--- Data shown Enclosed Below ---
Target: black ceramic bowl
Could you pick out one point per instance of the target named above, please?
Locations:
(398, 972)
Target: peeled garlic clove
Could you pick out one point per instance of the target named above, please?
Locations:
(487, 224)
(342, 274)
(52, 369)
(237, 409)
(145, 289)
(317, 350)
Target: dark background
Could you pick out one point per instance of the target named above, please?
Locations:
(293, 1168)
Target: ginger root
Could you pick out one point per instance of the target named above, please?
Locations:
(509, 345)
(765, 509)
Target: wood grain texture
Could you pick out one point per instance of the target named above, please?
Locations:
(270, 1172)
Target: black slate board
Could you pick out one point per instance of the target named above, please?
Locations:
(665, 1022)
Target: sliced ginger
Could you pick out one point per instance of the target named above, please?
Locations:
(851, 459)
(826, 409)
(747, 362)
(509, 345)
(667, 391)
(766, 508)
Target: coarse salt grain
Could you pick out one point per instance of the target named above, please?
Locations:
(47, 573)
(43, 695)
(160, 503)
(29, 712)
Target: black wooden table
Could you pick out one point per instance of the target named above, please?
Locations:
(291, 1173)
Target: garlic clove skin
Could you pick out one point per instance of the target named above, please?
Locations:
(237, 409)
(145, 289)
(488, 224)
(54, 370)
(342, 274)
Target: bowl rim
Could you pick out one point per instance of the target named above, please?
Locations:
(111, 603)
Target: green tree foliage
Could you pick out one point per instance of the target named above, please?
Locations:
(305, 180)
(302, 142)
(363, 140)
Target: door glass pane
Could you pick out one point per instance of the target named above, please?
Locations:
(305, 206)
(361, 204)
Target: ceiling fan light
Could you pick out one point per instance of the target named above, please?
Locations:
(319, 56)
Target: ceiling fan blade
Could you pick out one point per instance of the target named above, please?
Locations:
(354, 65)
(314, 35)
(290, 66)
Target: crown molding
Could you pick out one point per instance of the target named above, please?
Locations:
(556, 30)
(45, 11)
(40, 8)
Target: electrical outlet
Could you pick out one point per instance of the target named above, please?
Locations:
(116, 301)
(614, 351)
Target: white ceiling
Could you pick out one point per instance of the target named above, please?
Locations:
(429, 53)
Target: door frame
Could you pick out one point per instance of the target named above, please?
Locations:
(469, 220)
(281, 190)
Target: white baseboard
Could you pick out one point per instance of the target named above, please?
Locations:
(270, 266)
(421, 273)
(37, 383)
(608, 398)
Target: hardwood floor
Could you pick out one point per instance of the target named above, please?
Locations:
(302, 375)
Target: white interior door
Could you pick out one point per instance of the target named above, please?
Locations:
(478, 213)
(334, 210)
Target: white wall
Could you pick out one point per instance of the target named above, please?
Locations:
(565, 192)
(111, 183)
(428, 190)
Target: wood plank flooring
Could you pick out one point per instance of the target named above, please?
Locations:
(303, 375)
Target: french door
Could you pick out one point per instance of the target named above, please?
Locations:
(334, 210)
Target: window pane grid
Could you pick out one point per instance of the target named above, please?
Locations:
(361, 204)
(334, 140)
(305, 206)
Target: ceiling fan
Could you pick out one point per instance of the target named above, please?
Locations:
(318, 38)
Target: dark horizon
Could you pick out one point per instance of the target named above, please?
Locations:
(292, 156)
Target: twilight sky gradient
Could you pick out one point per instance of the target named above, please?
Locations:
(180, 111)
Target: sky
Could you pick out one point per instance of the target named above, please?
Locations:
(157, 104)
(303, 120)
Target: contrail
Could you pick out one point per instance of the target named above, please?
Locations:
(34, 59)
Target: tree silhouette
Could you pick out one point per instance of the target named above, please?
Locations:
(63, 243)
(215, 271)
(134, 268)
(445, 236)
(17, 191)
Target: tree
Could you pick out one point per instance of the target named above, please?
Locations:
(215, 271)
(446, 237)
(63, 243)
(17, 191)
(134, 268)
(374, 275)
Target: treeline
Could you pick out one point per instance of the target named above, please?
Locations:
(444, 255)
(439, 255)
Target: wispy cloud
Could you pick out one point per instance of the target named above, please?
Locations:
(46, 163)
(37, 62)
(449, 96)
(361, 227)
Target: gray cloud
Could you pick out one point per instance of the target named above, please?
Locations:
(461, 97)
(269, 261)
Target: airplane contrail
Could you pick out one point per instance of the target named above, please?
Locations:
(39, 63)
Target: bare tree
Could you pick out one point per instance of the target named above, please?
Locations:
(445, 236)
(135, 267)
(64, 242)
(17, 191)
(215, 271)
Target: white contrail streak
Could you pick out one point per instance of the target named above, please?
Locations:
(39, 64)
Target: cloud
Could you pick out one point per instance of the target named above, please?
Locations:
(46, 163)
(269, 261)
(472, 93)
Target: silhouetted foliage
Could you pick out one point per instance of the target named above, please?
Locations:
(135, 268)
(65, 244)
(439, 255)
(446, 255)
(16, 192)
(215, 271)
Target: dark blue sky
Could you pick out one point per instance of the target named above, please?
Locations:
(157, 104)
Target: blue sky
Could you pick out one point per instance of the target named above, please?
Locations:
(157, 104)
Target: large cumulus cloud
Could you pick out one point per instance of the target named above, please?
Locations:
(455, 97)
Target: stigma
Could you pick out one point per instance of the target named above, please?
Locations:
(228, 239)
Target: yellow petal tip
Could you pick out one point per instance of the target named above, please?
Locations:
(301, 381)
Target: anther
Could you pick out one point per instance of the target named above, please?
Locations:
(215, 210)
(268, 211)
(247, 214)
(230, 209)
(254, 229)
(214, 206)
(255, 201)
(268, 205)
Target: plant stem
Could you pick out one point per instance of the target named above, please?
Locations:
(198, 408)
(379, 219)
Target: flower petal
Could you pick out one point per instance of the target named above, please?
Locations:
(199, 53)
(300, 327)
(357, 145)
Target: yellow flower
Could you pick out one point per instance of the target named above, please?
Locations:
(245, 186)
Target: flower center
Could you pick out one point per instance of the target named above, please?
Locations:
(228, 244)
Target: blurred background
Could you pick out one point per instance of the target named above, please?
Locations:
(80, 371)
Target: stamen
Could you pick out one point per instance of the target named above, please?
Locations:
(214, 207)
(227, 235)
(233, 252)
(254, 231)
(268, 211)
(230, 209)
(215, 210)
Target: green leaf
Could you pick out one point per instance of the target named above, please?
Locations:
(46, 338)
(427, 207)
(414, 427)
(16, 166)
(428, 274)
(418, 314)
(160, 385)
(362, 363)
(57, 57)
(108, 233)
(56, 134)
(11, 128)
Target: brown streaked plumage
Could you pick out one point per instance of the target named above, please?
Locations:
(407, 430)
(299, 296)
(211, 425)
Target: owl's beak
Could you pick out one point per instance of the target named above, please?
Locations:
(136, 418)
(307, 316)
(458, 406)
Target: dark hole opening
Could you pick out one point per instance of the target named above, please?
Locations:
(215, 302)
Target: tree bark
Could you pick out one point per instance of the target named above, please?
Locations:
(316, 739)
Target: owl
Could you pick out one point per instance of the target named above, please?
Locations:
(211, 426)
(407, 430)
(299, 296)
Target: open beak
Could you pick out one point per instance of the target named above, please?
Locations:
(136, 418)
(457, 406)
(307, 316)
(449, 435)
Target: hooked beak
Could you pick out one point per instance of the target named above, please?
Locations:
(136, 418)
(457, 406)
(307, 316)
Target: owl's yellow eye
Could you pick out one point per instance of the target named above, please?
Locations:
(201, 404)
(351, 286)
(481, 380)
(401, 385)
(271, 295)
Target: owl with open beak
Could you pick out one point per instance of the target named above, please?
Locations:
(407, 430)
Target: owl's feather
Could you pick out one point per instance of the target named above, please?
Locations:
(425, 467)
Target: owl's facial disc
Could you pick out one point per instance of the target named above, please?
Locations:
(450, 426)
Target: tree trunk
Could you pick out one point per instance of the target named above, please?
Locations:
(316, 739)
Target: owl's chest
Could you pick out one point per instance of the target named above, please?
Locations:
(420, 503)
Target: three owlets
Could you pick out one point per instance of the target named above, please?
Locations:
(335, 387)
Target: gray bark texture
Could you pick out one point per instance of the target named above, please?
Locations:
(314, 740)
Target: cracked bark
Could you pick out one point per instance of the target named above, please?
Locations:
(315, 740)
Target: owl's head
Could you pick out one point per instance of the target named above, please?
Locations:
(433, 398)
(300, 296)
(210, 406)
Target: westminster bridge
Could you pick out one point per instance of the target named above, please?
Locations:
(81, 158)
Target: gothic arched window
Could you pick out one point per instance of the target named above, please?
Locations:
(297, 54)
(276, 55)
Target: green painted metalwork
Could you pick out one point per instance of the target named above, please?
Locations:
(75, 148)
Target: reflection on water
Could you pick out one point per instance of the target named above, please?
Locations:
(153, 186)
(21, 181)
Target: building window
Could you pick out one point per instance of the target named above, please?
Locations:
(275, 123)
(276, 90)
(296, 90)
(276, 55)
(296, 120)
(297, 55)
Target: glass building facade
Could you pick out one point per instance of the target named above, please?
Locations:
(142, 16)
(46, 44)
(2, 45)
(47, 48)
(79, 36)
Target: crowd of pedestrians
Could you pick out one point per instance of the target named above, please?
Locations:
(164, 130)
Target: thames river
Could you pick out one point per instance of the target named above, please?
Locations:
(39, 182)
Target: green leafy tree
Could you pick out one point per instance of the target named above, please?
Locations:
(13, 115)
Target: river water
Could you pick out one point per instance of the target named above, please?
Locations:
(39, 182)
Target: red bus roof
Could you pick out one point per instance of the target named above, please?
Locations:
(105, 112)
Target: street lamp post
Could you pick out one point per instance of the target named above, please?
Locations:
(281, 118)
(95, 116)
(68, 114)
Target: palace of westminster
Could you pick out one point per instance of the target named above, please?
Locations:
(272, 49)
--- End of Enclosed Data shown ---
**Assignment**
In the entries, some lines may contain the word "door". Give how many do, as a number by itself.

**Output of the exercise**
4